* DATASET
□ □ □

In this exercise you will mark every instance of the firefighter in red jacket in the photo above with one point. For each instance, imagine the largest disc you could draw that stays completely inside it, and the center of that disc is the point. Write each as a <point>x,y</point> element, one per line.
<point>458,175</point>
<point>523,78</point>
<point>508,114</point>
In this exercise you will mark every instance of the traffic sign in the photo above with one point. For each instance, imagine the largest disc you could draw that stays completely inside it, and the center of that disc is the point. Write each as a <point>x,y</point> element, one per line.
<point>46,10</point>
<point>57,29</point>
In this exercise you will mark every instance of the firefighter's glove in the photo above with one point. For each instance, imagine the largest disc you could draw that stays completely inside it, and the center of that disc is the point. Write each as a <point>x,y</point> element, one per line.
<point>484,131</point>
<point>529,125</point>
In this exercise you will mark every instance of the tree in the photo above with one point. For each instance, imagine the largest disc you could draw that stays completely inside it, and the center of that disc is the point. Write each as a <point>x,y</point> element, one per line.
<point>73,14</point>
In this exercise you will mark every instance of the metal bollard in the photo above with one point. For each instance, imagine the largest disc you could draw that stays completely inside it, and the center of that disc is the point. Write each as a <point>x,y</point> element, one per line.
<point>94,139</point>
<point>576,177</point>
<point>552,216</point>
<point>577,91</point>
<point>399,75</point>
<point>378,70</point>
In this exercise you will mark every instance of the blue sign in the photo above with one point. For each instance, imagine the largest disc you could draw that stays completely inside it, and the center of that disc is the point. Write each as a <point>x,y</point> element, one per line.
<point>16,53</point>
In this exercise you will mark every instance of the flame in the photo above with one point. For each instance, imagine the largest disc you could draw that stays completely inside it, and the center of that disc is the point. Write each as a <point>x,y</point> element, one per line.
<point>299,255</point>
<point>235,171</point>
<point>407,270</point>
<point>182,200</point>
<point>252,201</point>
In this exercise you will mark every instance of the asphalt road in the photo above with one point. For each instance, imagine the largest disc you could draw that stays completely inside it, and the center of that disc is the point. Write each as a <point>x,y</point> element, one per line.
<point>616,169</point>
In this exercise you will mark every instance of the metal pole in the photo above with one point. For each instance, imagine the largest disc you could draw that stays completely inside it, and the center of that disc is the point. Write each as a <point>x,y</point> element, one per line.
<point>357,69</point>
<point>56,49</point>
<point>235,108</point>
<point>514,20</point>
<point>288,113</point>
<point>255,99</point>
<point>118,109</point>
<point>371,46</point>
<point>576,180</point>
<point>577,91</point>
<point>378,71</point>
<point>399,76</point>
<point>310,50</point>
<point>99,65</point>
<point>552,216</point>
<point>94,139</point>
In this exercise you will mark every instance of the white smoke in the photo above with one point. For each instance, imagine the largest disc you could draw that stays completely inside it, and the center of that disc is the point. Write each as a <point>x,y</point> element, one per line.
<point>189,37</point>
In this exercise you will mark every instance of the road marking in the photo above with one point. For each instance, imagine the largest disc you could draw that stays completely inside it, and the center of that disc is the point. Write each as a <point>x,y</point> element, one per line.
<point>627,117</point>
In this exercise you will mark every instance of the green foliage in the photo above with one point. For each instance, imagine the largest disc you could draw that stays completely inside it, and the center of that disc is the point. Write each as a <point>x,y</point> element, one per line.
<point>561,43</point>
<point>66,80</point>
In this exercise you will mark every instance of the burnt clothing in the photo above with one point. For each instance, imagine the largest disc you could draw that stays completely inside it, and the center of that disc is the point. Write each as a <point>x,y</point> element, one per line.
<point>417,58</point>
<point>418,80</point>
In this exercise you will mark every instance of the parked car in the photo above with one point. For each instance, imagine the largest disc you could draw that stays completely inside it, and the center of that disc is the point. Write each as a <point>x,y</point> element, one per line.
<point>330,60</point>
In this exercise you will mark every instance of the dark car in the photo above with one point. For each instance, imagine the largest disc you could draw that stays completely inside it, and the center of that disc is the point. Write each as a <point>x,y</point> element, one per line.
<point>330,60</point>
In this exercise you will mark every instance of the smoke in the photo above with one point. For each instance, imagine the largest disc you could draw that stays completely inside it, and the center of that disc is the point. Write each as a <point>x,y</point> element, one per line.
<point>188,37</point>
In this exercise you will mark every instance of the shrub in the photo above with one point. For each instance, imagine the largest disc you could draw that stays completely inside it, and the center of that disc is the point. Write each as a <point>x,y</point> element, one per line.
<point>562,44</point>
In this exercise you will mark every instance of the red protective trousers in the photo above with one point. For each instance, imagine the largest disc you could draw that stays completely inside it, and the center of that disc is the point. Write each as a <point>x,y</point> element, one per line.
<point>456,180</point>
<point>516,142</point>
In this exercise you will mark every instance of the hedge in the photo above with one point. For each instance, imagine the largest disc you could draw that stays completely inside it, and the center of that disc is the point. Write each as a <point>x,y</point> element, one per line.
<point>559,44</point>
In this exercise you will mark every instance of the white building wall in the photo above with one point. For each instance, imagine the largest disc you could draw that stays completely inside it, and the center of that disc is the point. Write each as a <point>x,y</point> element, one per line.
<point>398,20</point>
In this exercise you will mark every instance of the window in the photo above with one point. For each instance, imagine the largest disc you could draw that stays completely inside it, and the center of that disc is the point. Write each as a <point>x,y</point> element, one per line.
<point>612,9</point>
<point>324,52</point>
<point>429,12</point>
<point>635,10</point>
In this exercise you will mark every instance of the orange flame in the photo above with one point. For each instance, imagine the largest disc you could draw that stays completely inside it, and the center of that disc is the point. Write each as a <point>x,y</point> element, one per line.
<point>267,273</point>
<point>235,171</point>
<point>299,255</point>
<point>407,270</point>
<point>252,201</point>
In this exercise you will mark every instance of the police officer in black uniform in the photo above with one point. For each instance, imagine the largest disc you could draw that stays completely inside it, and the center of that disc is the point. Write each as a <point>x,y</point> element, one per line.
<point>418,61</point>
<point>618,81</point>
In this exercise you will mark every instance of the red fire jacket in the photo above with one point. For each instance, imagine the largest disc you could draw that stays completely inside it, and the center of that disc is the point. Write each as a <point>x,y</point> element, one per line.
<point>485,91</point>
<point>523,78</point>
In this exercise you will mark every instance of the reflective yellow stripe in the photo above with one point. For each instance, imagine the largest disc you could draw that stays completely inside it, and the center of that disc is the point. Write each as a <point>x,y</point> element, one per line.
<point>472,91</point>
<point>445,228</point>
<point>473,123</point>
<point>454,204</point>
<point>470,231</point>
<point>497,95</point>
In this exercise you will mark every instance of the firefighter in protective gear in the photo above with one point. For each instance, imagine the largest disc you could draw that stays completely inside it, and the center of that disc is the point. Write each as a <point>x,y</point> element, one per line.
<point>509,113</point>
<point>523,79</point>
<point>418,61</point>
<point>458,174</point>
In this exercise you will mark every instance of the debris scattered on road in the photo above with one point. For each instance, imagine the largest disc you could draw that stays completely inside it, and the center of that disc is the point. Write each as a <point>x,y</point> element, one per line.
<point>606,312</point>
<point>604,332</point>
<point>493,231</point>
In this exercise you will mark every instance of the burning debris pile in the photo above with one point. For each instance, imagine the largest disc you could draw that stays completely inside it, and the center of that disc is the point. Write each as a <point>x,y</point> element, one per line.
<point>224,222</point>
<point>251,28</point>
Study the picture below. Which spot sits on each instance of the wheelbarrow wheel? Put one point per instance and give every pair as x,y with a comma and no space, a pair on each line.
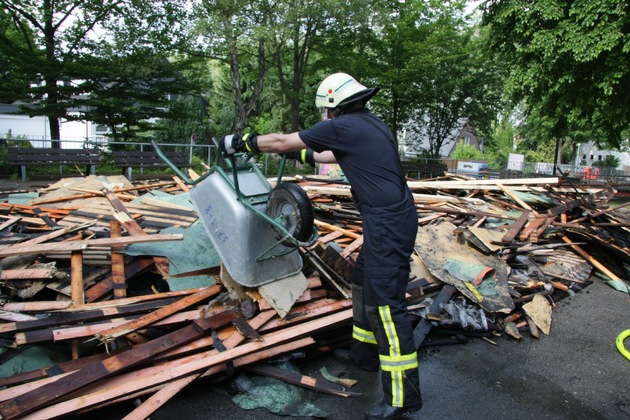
289,204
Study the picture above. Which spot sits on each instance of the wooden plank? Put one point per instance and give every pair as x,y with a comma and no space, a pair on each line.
27,273
163,312
328,226
76,278
169,391
305,381
54,391
96,314
516,198
119,285
112,394
211,362
591,260
81,245
515,228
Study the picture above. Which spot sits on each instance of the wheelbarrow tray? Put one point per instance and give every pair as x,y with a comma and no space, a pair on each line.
242,238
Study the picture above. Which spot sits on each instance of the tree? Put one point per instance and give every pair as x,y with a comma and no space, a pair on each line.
228,33
58,38
126,93
568,63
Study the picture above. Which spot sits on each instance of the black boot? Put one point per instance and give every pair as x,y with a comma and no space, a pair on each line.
384,411
347,356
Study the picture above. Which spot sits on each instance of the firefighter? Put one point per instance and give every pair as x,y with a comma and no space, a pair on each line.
365,149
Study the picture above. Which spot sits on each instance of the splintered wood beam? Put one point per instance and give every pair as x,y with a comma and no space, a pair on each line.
328,226
52,392
170,390
305,381
212,361
515,228
76,278
27,273
601,267
103,287
10,222
355,245
81,245
113,333
424,326
112,394
119,285
516,198
134,229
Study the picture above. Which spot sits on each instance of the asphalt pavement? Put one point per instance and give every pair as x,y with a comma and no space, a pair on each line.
575,372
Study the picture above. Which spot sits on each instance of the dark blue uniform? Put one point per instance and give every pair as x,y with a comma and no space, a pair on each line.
382,331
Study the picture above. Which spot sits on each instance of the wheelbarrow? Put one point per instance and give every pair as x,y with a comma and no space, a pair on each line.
257,230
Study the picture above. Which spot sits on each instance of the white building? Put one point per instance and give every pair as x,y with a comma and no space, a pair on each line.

□ □ □

* WORK ORDER
Repeat exactly, and only, the lines from the line containing "the wheelbarrow tray?" through the last line of the records above, both included.

* EXERCISE OUTPUT
Study the picture above. Which spot sits on each instance of the wheelbarrow tray? Put one point per instance and give every pair as x,y with a comma and no space, a pair on each line.
242,238
Study the picture above. Which spot sits on each instance of the tree? Put one point per instance and give every pair as x,y with a comma and no space, a pair on each line.
228,33
58,38
126,93
568,63
Study the picture above. Which spot sits on each instance of the black boot? Put one point per instance and give every pair as x,y with a comma and no space, a pair on each line.
384,411
347,356
Study the picture above. Which spot sits on each instance of the firefighter? Put one point per instance and give every pair as x,y with a comma and no space, a pair on each line.
365,149
Study the picture above. Which spot sits on each instance of the splintered wood beam? Put one point per instance and give every pair as x,y with a comma and no space, a pair on each line.
328,226
52,392
170,390
305,381
212,361
515,228
76,278
27,273
601,267
103,287
10,222
355,245
81,245
113,333
424,326
112,394
119,285
516,198
134,229
Study the picture above. Which spot sits on each instance of the asphalt pavement? Put one point per instance and give every pair as x,y with a comma and no space, a pair on each line.
575,372
Study the picture above. Which spot sits on each instance of the dark blue uniform? Put one point per instance and give every pair as x,y with a comma and no space, a pair on each line.
382,331
Study the picture above. Which spot sits on each instance of the wheelbarrow? Put one point per instance and give every pair as x,y with a comma and no space, a pair on each line.
257,230
Study the picture above. Which spot sits on each instance of the white building? Put one point per instance and give every pair as x,y with a comma and no space, a pair on each line.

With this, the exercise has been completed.